## Record set
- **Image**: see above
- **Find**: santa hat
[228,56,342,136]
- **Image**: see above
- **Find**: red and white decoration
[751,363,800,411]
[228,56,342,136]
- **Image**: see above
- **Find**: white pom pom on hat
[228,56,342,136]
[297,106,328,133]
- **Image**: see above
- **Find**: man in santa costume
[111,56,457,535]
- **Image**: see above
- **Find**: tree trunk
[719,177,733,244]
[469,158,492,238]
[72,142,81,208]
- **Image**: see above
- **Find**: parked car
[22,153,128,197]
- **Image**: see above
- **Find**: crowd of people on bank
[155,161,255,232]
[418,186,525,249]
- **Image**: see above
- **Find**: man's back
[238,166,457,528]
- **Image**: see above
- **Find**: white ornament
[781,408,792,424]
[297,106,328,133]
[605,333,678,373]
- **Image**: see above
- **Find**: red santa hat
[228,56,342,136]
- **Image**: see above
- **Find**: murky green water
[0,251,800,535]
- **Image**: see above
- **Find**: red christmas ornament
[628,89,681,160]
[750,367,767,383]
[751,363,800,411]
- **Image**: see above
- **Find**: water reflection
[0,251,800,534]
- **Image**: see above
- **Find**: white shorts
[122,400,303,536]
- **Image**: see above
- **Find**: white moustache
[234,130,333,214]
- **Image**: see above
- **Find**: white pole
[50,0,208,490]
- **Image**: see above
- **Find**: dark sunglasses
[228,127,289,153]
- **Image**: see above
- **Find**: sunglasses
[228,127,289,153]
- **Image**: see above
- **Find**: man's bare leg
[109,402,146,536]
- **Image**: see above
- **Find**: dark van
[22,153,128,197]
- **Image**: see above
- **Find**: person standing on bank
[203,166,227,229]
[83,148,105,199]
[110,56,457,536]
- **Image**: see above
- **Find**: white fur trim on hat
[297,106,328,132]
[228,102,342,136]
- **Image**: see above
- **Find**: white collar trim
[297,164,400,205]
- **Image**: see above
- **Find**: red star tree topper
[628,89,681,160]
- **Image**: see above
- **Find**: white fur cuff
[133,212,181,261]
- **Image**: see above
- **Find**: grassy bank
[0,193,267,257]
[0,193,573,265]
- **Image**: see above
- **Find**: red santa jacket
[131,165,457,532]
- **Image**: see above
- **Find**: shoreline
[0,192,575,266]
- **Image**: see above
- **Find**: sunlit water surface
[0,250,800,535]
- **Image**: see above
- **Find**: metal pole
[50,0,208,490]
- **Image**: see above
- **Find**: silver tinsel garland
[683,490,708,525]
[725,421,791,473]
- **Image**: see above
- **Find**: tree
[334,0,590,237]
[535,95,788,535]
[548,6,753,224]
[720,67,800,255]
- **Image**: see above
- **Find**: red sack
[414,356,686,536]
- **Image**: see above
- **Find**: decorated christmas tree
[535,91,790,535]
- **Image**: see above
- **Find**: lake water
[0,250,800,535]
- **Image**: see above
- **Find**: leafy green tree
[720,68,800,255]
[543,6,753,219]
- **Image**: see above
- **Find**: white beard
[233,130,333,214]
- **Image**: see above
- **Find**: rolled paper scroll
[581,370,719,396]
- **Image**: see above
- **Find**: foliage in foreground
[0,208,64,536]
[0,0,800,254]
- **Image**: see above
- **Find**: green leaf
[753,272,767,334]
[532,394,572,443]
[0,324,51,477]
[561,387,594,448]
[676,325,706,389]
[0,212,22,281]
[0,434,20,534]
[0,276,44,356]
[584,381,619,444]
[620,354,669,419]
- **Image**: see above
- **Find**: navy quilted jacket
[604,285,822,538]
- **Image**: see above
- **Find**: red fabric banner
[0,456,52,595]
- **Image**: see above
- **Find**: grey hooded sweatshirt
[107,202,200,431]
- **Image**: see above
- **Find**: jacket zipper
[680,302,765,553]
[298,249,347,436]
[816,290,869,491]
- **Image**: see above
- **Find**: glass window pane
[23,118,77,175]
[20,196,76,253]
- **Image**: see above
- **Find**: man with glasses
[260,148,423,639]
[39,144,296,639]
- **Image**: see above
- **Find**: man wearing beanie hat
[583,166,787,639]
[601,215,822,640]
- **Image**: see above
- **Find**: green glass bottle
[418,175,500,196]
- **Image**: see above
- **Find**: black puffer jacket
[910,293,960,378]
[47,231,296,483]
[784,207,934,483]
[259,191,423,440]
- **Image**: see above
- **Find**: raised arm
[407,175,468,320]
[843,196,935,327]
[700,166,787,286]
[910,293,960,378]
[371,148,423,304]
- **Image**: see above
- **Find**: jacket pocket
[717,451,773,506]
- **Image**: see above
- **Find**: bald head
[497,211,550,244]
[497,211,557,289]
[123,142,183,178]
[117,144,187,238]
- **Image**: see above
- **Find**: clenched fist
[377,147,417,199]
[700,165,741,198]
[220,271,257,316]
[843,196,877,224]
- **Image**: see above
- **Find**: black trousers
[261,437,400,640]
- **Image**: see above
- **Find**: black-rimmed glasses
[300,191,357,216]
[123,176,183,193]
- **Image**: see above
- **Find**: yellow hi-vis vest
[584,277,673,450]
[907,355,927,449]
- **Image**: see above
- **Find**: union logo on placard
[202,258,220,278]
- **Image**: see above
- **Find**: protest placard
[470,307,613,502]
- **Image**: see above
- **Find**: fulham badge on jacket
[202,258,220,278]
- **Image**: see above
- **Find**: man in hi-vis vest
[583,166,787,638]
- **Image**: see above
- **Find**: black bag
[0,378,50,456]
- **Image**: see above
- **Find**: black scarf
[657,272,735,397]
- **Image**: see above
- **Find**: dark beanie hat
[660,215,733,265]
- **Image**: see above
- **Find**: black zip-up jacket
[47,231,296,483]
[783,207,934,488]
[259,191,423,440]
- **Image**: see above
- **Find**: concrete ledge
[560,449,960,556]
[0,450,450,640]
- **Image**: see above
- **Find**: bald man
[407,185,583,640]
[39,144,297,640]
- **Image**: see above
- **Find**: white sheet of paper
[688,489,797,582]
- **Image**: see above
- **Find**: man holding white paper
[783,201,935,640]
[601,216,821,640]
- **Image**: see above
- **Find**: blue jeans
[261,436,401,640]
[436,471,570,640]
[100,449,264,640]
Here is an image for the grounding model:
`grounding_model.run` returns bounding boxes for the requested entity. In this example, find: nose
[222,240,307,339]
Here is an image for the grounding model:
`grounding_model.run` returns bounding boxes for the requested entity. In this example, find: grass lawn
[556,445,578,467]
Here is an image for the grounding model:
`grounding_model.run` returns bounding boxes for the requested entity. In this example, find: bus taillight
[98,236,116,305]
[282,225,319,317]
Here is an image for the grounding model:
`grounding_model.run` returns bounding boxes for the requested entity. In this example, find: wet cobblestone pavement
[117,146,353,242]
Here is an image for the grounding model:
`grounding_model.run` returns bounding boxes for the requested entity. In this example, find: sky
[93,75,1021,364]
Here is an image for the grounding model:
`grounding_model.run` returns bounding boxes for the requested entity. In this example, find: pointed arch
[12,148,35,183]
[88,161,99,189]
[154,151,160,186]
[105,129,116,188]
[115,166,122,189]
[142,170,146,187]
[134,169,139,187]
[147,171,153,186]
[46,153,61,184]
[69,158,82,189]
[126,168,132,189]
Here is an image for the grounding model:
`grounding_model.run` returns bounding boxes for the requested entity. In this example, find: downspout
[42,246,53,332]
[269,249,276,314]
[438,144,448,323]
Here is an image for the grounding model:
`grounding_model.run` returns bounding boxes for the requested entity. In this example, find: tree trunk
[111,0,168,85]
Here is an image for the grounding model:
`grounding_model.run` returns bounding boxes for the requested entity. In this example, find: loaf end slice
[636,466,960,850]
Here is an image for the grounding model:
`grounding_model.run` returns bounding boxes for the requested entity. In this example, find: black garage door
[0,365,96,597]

## Problem details
Please return each line of the rows above that contains the word "beanie".

## Written response
- **Find**: man wearing beanie hat
- **Find**: dark beanie hat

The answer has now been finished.